Your goal ▸
Would you restate, exactly as they appear, the lines from the one containing "of the hangar" through the end of the data below?

Information given ▸
+ + + +

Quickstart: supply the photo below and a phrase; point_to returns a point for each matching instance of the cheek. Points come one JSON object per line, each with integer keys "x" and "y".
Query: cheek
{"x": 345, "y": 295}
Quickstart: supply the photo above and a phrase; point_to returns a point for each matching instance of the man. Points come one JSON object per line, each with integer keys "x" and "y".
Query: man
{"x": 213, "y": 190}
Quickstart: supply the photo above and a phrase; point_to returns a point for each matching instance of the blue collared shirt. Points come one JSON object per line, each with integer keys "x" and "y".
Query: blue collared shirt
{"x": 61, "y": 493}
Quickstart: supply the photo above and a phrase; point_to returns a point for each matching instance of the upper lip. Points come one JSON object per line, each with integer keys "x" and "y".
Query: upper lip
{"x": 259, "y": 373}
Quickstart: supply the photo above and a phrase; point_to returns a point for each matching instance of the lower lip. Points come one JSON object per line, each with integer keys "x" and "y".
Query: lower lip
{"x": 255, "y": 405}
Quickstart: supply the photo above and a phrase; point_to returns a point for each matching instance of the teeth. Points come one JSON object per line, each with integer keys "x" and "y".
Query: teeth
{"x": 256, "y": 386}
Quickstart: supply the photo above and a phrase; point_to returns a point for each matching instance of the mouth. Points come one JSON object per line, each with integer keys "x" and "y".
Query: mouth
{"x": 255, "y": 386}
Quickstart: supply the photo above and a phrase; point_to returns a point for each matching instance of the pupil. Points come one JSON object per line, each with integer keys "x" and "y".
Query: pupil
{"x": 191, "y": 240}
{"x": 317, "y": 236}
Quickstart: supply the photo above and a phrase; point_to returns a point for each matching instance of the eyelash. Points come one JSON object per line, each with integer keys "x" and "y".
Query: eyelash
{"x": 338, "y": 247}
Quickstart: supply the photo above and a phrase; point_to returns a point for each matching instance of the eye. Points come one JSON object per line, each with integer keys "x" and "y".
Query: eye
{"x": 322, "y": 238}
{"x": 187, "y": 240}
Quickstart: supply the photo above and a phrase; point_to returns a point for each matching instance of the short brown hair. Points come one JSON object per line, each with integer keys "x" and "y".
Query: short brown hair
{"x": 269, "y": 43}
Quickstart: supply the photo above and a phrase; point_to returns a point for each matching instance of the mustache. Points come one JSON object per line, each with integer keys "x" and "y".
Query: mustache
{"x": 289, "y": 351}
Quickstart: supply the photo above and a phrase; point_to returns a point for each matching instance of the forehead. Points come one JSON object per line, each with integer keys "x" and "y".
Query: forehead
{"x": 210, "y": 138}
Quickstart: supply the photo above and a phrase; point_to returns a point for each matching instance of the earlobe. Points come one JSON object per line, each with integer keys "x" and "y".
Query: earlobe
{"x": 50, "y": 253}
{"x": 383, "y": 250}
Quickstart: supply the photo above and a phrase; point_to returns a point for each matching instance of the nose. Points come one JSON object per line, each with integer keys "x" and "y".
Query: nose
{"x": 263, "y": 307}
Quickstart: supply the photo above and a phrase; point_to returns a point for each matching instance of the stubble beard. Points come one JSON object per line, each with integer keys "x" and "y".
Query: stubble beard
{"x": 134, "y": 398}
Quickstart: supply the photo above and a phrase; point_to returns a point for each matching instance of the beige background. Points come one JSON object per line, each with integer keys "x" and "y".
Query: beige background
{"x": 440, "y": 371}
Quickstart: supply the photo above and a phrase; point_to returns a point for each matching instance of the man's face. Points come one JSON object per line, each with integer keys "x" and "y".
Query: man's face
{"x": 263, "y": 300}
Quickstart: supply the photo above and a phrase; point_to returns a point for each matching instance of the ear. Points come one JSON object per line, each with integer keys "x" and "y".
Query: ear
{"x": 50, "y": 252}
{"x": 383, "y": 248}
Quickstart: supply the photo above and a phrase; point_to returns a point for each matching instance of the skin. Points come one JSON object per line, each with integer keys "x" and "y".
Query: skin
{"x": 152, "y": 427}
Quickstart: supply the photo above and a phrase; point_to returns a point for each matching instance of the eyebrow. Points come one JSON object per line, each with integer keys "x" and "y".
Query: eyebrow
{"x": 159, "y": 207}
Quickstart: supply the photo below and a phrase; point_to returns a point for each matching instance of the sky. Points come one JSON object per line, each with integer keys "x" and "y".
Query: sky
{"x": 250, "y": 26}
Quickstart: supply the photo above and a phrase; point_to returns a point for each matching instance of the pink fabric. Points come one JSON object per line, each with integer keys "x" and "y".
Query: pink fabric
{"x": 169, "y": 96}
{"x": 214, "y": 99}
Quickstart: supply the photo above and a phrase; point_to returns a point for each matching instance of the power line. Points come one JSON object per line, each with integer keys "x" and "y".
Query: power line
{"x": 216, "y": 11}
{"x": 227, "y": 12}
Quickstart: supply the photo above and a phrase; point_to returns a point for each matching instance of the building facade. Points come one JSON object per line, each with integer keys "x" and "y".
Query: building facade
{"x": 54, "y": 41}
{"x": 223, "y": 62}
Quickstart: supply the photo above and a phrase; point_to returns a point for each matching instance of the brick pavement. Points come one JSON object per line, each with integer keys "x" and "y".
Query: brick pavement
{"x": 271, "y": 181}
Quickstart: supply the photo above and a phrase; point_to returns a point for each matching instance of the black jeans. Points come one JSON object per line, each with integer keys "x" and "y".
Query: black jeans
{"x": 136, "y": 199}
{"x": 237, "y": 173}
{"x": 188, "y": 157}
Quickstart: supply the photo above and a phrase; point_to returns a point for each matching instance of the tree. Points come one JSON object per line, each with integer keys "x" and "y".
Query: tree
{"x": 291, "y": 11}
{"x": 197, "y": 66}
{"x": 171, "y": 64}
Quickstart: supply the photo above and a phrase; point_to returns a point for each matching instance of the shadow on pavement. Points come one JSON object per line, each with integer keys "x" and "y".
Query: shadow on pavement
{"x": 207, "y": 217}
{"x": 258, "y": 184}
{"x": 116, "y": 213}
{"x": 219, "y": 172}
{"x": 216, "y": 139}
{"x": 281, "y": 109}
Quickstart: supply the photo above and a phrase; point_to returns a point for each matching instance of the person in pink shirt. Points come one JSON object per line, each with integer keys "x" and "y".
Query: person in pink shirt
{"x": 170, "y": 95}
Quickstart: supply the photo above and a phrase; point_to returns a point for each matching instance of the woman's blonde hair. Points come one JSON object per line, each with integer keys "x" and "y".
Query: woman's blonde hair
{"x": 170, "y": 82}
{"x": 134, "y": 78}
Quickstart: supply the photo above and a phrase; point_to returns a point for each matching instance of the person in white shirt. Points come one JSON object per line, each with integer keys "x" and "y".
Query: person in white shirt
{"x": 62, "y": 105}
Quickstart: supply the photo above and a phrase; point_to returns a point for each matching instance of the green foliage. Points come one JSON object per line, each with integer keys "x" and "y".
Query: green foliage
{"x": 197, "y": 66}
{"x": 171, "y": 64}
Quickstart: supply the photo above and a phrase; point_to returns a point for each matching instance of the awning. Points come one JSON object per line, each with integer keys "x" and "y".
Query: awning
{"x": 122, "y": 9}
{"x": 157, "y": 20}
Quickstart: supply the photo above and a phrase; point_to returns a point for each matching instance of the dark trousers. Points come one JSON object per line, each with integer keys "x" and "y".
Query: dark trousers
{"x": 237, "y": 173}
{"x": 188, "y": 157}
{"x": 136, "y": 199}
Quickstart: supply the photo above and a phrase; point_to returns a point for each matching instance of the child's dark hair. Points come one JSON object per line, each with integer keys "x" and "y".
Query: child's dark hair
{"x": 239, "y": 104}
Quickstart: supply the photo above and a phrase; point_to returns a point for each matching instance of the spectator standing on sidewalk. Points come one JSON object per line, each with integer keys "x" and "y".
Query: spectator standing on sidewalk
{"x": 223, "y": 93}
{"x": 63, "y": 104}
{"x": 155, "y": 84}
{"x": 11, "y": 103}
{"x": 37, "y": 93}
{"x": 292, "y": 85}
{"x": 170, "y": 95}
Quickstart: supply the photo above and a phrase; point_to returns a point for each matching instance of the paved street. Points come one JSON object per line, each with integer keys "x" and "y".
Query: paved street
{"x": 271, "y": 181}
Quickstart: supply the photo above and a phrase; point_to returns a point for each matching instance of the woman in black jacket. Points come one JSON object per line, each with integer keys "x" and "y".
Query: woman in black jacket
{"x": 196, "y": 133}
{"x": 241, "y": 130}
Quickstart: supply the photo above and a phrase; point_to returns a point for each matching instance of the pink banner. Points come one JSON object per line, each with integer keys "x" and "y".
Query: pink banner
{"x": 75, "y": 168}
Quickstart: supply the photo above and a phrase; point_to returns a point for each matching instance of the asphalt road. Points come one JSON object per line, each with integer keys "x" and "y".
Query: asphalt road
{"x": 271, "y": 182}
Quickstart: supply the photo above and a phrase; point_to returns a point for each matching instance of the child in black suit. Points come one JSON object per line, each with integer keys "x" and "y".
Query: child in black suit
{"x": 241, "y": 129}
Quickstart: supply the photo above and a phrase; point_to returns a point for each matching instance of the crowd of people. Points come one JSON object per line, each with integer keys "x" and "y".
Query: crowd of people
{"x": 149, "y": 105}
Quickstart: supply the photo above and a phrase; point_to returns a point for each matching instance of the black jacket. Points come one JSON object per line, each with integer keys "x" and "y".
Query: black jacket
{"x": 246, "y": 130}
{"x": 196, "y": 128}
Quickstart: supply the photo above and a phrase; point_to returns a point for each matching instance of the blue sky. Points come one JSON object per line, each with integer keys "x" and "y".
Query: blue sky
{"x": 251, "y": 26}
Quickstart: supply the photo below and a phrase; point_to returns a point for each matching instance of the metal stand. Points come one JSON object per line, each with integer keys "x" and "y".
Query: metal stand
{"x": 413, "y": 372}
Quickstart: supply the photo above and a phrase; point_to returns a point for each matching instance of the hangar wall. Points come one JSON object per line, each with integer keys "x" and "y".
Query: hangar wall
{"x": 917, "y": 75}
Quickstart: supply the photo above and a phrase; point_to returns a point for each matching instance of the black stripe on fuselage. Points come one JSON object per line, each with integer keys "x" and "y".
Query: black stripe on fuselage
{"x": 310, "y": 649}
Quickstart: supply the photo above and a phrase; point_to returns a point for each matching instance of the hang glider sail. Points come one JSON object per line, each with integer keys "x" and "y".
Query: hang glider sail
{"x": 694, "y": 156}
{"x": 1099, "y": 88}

+ + + +

Worked answer ▸
Quickstart: supply the photo above and a phrase; point_to returns a point for each matching instance of the hangar wall. Points come one JSON object per line, each with integer keys "x" and "y".
Query: hangar wall
{"x": 917, "y": 75}
Quickstart: supply the photo above and a phrase; point_to returns a point for each matching instance of the black stripe on fuselage. Points come one JSON object per line, each with integer keys "x" and "y".
Query: black stripe on fuselage
{"x": 310, "y": 649}
Quickstart: supply the photo above and a phrase; point_to returns a point for each matching instance of the hang glider sail. Points come one JSON object per line, each with integer keys "x" and "y".
Query: hang glider sail
{"x": 694, "y": 156}
{"x": 1099, "y": 88}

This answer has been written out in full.